PROBLEM TO SOLVE:
In the entries below, replace every occurrence of "sunglasses" with "eyeglasses" and leave everything else unchanged.

STORED ROWS:
#####

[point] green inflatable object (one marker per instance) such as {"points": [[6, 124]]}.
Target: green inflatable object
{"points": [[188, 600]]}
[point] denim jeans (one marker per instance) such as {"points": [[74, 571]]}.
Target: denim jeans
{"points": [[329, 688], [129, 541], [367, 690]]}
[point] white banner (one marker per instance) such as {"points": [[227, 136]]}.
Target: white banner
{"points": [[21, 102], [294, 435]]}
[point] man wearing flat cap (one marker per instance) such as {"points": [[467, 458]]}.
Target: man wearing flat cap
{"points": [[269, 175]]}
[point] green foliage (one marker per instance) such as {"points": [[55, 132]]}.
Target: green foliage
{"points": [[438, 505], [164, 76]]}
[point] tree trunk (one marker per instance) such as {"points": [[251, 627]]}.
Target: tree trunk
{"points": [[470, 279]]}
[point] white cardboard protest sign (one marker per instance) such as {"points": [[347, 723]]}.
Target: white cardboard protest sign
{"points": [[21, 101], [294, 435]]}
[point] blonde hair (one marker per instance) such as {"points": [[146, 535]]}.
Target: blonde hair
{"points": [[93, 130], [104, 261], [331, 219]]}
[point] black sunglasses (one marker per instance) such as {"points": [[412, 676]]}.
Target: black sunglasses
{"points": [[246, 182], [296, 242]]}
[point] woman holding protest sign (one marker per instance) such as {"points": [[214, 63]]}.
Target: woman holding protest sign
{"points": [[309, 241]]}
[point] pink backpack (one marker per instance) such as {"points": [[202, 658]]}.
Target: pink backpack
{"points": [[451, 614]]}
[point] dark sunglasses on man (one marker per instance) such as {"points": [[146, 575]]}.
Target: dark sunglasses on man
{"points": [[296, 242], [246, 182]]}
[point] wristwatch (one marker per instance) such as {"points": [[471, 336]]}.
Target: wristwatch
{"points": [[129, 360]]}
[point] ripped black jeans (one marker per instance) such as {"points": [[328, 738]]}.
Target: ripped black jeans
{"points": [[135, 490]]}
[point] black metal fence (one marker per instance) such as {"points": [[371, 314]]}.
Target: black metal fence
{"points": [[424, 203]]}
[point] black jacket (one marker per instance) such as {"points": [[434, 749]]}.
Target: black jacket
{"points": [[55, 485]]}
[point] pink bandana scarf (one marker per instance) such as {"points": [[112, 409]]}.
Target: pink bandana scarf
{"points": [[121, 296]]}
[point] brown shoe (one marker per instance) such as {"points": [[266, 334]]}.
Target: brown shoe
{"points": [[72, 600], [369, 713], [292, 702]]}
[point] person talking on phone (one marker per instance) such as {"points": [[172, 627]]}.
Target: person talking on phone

#####

ANSWER TO THIS TASK:
[point] green inflatable object (one marker per instance) such as {"points": [[6, 124]]}.
Target: green inflatable object
{"points": [[188, 600]]}
[point] denim jeans (one marker per instance) such as {"points": [[74, 571]]}.
Target: denim jeans
{"points": [[329, 688], [129, 541], [367, 690]]}
[point] white banner (one marker per instance) such as {"points": [[227, 136]]}.
Target: white banner
{"points": [[21, 102], [294, 435]]}
[point] man wearing flat cap (one marker per instance) such as {"points": [[467, 458]]}.
Target: man wearing flat cap
{"points": [[269, 175]]}
[point] green foliage (one marker per instance) such as {"points": [[55, 132]]}.
Target: green foliage
{"points": [[438, 505], [164, 76]]}
[point] tree trunk (one marker per instance) such as {"points": [[251, 627]]}.
Target: tree trunk
{"points": [[470, 279]]}
[point] white cardboard protest sign (one marker per instance) such as {"points": [[347, 723]]}.
Target: white cardboard protest sign
{"points": [[21, 101], [294, 435]]}
[point] blonde hair (one marker per instance) such as {"points": [[146, 535]]}.
Target: blonde hair
{"points": [[93, 130], [104, 261], [331, 219]]}
[point] black eyeglasses (one marker per instance) such as {"points": [[412, 676]]}.
Target: black eyeglasses
{"points": [[246, 182], [296, 242]]}
[point] woman holding protest sign (one marker per instance) such as {"points": [[214, 63]]}.
Target: woman holding protest sign
{"points": [[309, 241]]}
[point] pink backpack (one marker per instance) such as {"points": [[202, 658]]}.
Target: pink backpack
{"points": [[451, 614]]}
[point] dark eyeglasses on man (one marker per instance) such as {"points": [[146, 575]]}.
Target: dark eyeglasses on man
{"points": [[296, 242], [246, 182]]}
[point] wristwatch (one marker per instance) such as {"points": [[471, 336]]}.
Target: wristwatch
{"points": [[129, 360]]}
[point] ripped black jeans (one marker per instance) such as {"points": [[328, 738]]}.
Target: ripped black jeans
{"points": [[135, 490]]}
[point] black metal fence (one marker per instance) such as {"points": [[371, 314]]}.
Target: black metal fence
{"points": [[424, 203]]}
[point] black jacket (one marker per instance) such as {"points": [[434, 749]]}.
Target: black jacket
{"points": [[55, 485]]}
[point] pink bandana scarf (one marker per instance) such as {"points": [[112, 409]]}.
Target: pink bandana scarf
{"points": [[121, 296]]}
[point] brown shoe (one marker per instance) such as {"points": [[266, 334]]}.
Target: brown shoe
{"points": [[72, 600], [369, 713], [292, 702]]}
[point] person talking on phone (one marker per instance) such as {"points": [[172, 627]]}.
Target: person talking on phone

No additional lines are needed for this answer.